**Task item**
Pictures aside, each entry has to be returned exactly as it stands.
┌──
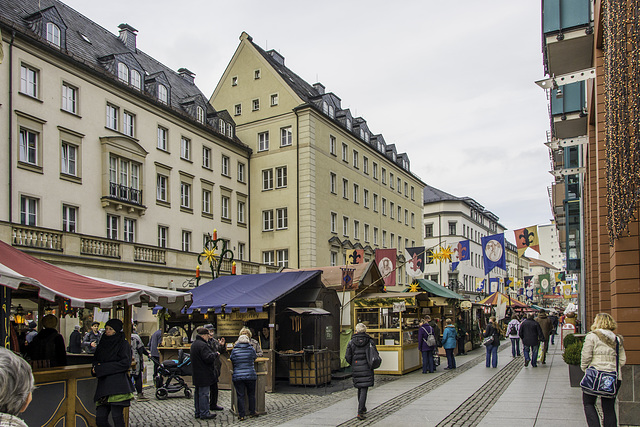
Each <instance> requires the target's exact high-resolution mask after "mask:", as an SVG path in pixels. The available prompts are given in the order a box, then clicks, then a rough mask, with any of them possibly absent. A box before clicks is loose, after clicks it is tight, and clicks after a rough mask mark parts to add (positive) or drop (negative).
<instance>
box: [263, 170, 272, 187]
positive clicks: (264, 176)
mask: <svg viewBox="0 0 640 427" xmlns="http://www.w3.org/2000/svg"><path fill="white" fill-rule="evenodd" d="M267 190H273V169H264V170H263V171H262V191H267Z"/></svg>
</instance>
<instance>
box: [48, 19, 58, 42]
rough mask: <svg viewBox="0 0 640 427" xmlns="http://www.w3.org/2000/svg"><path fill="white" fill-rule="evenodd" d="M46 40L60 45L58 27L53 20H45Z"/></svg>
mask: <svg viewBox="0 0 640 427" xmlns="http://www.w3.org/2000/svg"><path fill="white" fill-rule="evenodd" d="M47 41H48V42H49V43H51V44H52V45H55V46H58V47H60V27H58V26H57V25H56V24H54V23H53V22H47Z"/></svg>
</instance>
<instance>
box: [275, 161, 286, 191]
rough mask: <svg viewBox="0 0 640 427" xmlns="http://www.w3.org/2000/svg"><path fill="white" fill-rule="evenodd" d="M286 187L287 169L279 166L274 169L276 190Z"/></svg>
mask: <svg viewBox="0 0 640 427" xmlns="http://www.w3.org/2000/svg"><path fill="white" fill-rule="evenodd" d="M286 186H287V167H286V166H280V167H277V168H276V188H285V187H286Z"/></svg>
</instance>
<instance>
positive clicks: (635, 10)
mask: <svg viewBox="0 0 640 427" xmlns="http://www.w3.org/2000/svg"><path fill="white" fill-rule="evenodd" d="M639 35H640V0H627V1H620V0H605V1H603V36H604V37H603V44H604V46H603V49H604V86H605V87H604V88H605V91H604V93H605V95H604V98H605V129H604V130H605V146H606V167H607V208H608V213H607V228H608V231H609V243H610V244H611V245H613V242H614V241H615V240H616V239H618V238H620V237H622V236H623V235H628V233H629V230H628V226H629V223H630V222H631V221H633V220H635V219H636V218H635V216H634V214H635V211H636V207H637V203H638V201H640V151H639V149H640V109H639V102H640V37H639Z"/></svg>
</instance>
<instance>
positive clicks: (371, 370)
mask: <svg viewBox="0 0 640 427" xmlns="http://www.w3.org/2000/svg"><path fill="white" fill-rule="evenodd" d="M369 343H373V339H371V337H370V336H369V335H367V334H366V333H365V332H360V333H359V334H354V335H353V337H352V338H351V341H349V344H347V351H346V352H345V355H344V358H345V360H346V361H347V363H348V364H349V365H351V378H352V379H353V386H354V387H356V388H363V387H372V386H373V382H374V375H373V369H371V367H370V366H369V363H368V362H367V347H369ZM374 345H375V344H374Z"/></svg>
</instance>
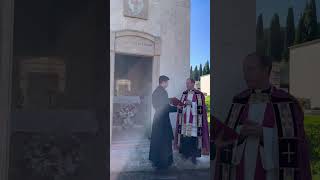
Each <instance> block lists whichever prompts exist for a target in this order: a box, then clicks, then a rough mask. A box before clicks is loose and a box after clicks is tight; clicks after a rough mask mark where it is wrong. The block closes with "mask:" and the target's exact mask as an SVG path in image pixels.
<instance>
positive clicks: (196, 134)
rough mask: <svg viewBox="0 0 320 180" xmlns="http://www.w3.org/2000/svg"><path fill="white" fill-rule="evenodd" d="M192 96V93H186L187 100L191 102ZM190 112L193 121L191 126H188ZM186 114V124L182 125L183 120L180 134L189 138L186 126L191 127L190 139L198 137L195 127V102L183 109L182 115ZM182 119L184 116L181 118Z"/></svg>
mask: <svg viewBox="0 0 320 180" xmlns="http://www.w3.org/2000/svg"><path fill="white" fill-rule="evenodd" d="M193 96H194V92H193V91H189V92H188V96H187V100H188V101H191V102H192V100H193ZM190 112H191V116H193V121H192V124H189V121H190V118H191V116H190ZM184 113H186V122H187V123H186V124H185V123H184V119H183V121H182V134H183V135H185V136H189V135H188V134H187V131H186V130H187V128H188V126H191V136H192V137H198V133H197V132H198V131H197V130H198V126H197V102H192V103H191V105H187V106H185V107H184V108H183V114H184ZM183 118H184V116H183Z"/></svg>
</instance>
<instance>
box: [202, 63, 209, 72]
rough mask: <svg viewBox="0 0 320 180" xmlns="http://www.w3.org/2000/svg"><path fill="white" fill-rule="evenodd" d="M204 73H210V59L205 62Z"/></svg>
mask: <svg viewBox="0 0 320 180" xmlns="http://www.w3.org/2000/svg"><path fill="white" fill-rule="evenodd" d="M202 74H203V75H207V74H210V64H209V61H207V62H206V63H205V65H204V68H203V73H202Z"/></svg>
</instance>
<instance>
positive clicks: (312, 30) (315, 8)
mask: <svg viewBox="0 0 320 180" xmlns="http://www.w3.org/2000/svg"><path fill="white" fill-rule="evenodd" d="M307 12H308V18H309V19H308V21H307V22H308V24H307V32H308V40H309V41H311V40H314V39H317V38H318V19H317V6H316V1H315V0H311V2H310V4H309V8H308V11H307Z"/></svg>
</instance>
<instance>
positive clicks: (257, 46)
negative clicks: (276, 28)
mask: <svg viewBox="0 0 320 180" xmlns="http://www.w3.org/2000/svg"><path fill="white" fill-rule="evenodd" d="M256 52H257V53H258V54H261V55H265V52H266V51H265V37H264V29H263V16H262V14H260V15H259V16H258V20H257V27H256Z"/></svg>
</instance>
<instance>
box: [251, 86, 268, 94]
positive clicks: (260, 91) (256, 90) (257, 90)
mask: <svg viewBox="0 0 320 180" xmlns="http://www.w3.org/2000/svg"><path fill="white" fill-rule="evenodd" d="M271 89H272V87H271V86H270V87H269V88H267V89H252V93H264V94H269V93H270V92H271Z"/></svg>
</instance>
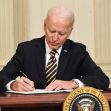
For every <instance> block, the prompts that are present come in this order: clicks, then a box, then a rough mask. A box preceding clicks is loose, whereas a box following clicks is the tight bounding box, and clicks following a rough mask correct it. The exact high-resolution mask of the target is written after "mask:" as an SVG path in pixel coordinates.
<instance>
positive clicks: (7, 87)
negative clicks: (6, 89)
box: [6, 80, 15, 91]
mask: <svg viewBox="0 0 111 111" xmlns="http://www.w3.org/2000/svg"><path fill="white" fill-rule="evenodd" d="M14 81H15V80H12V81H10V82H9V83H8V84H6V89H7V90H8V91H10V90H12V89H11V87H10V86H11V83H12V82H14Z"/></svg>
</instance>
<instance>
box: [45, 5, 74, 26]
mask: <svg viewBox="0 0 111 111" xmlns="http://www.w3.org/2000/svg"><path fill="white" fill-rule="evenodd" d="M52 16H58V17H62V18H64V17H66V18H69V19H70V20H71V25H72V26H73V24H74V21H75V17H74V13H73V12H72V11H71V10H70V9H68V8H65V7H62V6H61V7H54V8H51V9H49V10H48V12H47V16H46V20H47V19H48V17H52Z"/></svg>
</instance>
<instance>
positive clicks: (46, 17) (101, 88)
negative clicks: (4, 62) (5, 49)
└──
**Worked solution**
Each <instance> requires the target's exact high-resolution mask after "mask:", as an SVG path in pixels. The available prompts are given in the order a box, then clicks, then a rough mask, with any of them possibly absent. A box before clicks is loose, after clicks it is tight, and clicks after a rough mask mark parts to add (positive) or drop (negative).
<instance>
box: [263, 170, 272, 187]
positive clicks: (264, 176)
mask: <svg viewBox="0 0 640 427" xmlns="http://www.w3.org/2000/svg"><path fill="white" fill-rule="evenodd" d="M267 190H273V169H264V170H263V171H262V191H267Z"/></svg>
</instance>
<instance>
box: [48, 19, 58, 42]
rough mask: <svg viewBox="0 0 640 427" xmlns="http://www.w3.org/2000/svg"><path fill="white" fill-rule="evenodd" d="M46 40L60 45L58 27L53 20H45Z"/></svg>
mask: <svg viewBox="0 0 640 427" xmlns="http://www.w3.org/2000/svg"><path fill="white" fill-rule="evenodd" d="M47 41H48V42H49V43H51V44H52V45H55V46H58V47H60V27H58V26H57V25H56V24H54V23H53V22H47Z"/></svg>
</instance>
<instance>
box: [275, 161, 286, 191]
rough mask: <svg viewBox="0 0 640 427" xmlns="http://www.w3.org/2000/svg"><path fill="white" fill-rule="evenodd" d="M286 187L287 169L279 166L274 169L276 190Z"/></svg>
mask: <svg viewBox="0 0 640 427" xmlns="http://www.w3.org/2000/svg"><path fill="white" fill-rule="evenodd" d="M286 186H287V167H286V166H280V167H277V168H276V188H285V187H286Z"/></svg>
</instance>
<instance>
positive clicks: (635, 10)
mask: <svg viewBox="0 0 640 427" xmlns="http://www.w3.org/2000/svg"><path fill="white" fill-rule="evenodd" d="M639 35H640V0H627V1H620V0H605V1H603V36H604V37H603V44H604V46H603V49H604V86H605V87H604V88H605V91H604V93H605V95H604V98H605V129H604V130H605V146H606V167H607V208H608V213H607V228H608V231H609V243H610V244H611V245H613V242H614V241H615V240H616V239H618V238H620V237H622V236H623V235H628V233H629V230H628V226H629V223H630V222H631V221H633V220H635V219H636V218H635V216H634V214H635V211H636V207H637V203H638V201H640V151H639V149H640V109H639V102H640V37H639Z"/></svg>
</instance>
<instance>
positive clicks: (371, 370)
mask: <svg viewBox="0 0 640 427" xmlns="http://www.w3.org/2000/svg"><path fill="white" fill-rule="evenodd" d="M369 343H373V339H371V337H370V336H369V335H367V334H366V333H365V332H360V333H359V334H354V335H353V337H352V338H351V341H349V344H347V351H346V352H345V355H344V358H345V360H346V361H347V363H348V364H349V365H351V378H352V379H353V386H354V387H356V388H363V387H372V386H373V382H374V375H373V369H371V367H370V366H369V363H368V362H367V347H369ZM374 345H375V344H374Z"/></svg>
</instance>
Each <instance> block lists whichever prompts exist for a target in this order: a box, then clicks, then a rough mask. A box before clicks is loose and a box after clicks is tight; clicks after a rough mask mark where it is wrong. The block closes with "mask:" and the target's exact mask as an SVG path in image pixels.
<instance>
positive clicks: (196, 134)
rough mask: <svg viewBox="0 0 320 180" xmlns="http://www.w3.org/2000/svg"><path fill="white" fill-rule="evenodd" d="M192 96V93H186L187 100L191 102ZM190 112L193 121L191 126H188ZM186 114V124L182 125L183 120L180 134L189 138L186 126L191 127L190 139L198 137L195 127V102L183 109L182 115ZM182 119L184 116L181 118Z"/></svg>
mask: <svg viewBox="0 0 320 180" xmlns="http://www.w3.org/2000/svg"><path fill="white" fill-rule="evenodd" d="M193 96H194V92H193V91H189V92H188V96H187V100H188V101H191V102H192V100H193ZM190 112H191V116H193V121H192V124H189V121H190V118H191V116H190ZM184 113H186V122H187V123H186V124H185V123H184V119H183V121H182V134H183V135H185V136H189V135H188V134H187V131H186V130H187V128H188V126H191V136H192V137H198V133H197V132H198V131H197V130H198V126H197V102H192V103H191V105H187V106H185V107H184V108H183V114H184ZM183 118H184V116H183Z"/></svg>
</instance>
<instance>
box: [202, 63, 209, 72]
rough mask: <svg viewBox="0 0 320 180" xmlns="http://www.w3.org/2000/svg"><path fill="white" fill-rule="evenodd" d="M204 73H210V59L205 62Z"/></svg>
mask: <svg viewBox="0 0 320 180" xmlns="http://www.w3.org/2000/svg"><path fill="white" fill-rule="evenodd" d="M202 74H203V75H207V74H210V64H209V61H207V62H206V63H205V65H204V68H203V73H202Z"/></svg>
</instance>
<instance>
positive clicks: (312, 30) (315, 8)
mask: <svg viewBox="0 0 320 180" xmlns="http://www.w3.org/2000/svg"><path fill="white" fill-rule="evenodd" d="M307 12H308V18H309V19H308V21H307V22H308V24H307V32H308V40H309V41H311V40H314V39H317V38H318V19H317V6H316V1H315V0H311V2H310V4H309V8H308V11H307Z"/></svg>
</instance>
<instance>
positive clicks: (257, 46)
negative clicks: (276, 28)
mask: <svg viewBox="0 0 320 180" xmlns="http://www.w3.org/2000/svg"><path fill="white" fill-rule="evenodd" d="M256 52H257V53H258V54H261V55H265V52H266V51H265V37H264V29H263V16H262V14H260V15H259V16H258V20H257V27H256Z"/></svg>
</instance>
<instance>
box: [251, 86, 268, 94]
positive clicks: (260, 91) (256, 90) (257, 90)
mask: <svg viewBox="0 0 320 180" xmlns="http://www.w3.org/2000/svg"><path fill="white" fill-rule="evenodd" d="M271 89H272V87H271V86H270V87H269V88H267V89H252V93H264V94H269V93H270V92H271Z"/></svg>
</instance>
For every <instance> block, the prompts that are present come in this order: clicks, then a box, then a rough mask. A box preceding clicks is loose, whereas a box following clicks is the tight bounding box, and clicks following a rough mask correct it. The exact high-resolution mask of the target is written after "mask:" as an SVG path in pixel coordinates.
<instance>
positive clicks: (7, 87)
negative clicks: (6, 89)
box: [6, 80, 15, 91]
mask: <svg viewBox="0 0 111 111" xmlns="http://www.w3.org/2000/svg"><path fill="white" fill-rule="evenodd" d="M14 81H15V80H12V81H10V82H9V83H8V84H6V89H7V90H8V91H10V90H12V89H11V87H10V86H11V83H12V82H14Z"/></svg>
</instance>
<instance>
box: [45, 5, 74, 26]
mask: <svg viewBox="0 0 111 111" xmlns="http://www.w3.org/2000/svg"><path fill="white" fill-rule="evenodd" d="M52 16H58V17H62V18H64V17H66V18H69V19H70V20H71V25H72V26H73V24H74V21H75V17H74V13H73V12H72V11H71V10H70V9H68V8H65V7H62V6H61V7H54V8H51V9H49V10H48V12H47V16H46V20H47V19H48V17H52Z"/></svg>
</instance>
<instance>
positive clicks: (46, 17) (101, 88)
negative clicks: (4, 62) (5, 49)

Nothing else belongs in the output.